→ Page excerpt
··········
At one time or another all of us have felt the hurt of misapplied modifications. Even the most respected names in the tuning industry have been pwned at least once. Those who have moved on to make power history surely had a short and direct learning curve, but some of us never seem to learn and just struggle to make power.
Are you tired of losing in front of crowds? Does your local tuning shop guru intimidate you with quasi-scientific BS? How do you know if that ROM tune or latest Chinese knock-off tempting you on eBay is any good? What exactly is a bigger camshaft? Are you bummed out by bad surprises on dyno days or getting pwned on those forums?
Manipulating the four-stroke cycle is essential when looking for more horsepower so it's important to understand the different parts completely and how they affect overall power output.
If you fall into any of these categories, keep reading. The information is simple but it's essential for you to understand if your goal is to operate in the jargon-filled world of engine modding. Plus, if you want to go faster, you've got to understand how engines work.
Cars are, with the exception of rotaries, powered by the Otto four-stroke engine cycle. The name stems from the power cycle's four strokes: the intake stroke, compression stroke, power stroke and exhaust stroke. The cycle explains how an explosion of gasoline and air can be smoothly transferred into useable power, hurling you down that quarter-mile or just taking you to work.
Engine parts work in harmony in an exacting manner to harness gasoline's chemical energy converting small explosions of air and fuel into rotary motion. Honda aficionados can consider themselves fortunate. The company has some of the most advanced engines available for automobiles. Just by owning a Honda, you're ahead of the game.
The Block
The block contains the reciprocating components that harness gasoline's explosive properties. Pistons slide up and down cylindrical-shaped bores and the number of bores equals the number of cylinders. The block also contains cooling and lubrication passages for water and oil. Inside are main bearing saddles that support the crankshaft. Blocks are typically made of cast iron but Hondas are made of lightweight aluminum. Four-cylinder engines power most Hondas, although the Accord, NSX and various SUV types offer six-cylinder powerplants.
Pistons are basically aluminum cylinders that slide up and down the block's bores. To work effectively they require thin, circular-shaped rings that seal off the chamber and prevent combustion pressure from blowing past the piston, losing power-producing pressure.
··········
→ Provided data
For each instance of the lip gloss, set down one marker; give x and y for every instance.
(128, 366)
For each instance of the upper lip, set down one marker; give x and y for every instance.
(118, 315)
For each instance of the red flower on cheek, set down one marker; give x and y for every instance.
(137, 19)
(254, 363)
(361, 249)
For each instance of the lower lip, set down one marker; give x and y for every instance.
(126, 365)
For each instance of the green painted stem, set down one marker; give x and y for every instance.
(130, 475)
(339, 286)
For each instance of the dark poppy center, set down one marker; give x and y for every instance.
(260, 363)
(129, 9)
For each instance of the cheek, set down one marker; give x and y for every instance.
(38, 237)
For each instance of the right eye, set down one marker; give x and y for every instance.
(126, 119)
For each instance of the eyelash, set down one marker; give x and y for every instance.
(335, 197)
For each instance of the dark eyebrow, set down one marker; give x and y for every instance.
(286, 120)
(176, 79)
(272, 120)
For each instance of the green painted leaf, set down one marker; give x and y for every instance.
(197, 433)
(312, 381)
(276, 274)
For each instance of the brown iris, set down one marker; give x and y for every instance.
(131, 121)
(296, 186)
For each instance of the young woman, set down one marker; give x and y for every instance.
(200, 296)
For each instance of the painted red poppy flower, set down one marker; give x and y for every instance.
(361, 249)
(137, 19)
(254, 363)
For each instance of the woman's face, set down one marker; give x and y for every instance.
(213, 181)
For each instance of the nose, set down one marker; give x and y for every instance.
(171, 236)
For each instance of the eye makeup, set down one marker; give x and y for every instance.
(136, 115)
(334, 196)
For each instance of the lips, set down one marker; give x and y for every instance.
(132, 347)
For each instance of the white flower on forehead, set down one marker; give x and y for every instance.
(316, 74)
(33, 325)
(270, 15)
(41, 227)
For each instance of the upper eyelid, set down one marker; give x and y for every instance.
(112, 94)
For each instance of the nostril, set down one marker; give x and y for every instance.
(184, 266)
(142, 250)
··········
→ Prompt 1
Answer these questions using the engine article:
(a) According to the article, which engines are the exception to being powered by the Otto four-stroke cycle?
(b) What material are Honda engine blocks made of?
(c) What do the rings on a piston prevent combustion pressure from doing?
→ Prompt 2
Translate this sentence from the engine article into Spanish: "Pistons slide up and down cylindrical-shaped bores and the number of bores equals the number of cylinders."
→ Prompt 3
Does each statement agree with the engine article? Answer yes or no, and quote the words from the article that decide it.
(a) Honda engine blocks are typically made of cast iron.
(b) The Accord offers a six-cylinder powerplant.
(c) The block holds main bearing saddles that support the crankshaft.
The material is separate from the engine article.

→ Answer section 1
(a) Rotaries.
(b) Lightweight aluminum.
(c) They prevent combustion pressure from blowing past the piston.

→ Answer section 2
Los pistones se deslizan hacia arriba y hacia abajo por orificios de forma cilíndrica, y el número de orificios es igual al número de cilindros.

→ Answer section 3
(a) No: "Blocks are typically made of cast iron but Hondas are made of lightweight aluminum."
(b) Yes: "the Accord, NSX and various SUV types offer six-cylinder powerplants."
(c) Yes: "Inside are main bearing saddles that support the crankshaft."